# WHAT YOU NEED TO DO
Gather every line of the material below that contains the string "white" and copy each of those lines in full.

# PROVIDED INFORMATION
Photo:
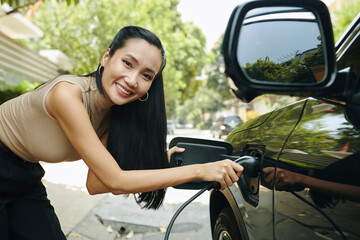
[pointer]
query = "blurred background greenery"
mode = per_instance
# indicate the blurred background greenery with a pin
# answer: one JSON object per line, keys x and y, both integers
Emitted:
{"x": 194, "y": 84}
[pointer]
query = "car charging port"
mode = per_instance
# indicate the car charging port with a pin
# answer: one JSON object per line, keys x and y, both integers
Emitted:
{"x": 251, "y": 166}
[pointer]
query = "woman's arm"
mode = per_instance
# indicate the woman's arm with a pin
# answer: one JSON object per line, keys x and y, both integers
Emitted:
{"x": 64, "y": 103}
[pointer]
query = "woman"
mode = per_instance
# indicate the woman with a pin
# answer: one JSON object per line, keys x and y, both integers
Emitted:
{"x": 113, "y": 119}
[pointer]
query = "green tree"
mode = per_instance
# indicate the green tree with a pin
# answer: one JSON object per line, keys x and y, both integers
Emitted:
{"x": 343, "y": 16}
{"x": 84, "y": 31}
{"x": 22, "y": 3}
{"x": 216, "y": 78}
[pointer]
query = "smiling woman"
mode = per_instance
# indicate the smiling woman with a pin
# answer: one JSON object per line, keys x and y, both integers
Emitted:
{"x": 113, "y": 119}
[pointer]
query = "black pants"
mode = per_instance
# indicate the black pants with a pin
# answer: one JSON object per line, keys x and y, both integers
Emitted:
{"x": 25, "y": 210}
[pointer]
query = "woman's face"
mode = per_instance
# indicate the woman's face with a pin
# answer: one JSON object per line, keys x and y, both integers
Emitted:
{"x": 128, "y": 74}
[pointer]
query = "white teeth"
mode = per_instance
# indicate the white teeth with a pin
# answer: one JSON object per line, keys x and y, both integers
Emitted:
{"x": 123, "y": 90}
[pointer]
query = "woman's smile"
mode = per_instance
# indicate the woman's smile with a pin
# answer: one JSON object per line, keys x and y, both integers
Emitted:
{"x": 129, "y": 72}
{"x": 123, "y": 91}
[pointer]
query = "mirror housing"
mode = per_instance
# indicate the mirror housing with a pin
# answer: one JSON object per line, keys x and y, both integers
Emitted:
{"x": 247, "y": 88}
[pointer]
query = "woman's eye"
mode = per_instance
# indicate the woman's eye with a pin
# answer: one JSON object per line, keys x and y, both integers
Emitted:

# OUTPUT
query = "white teeth"
# indicate the white teeth with a pin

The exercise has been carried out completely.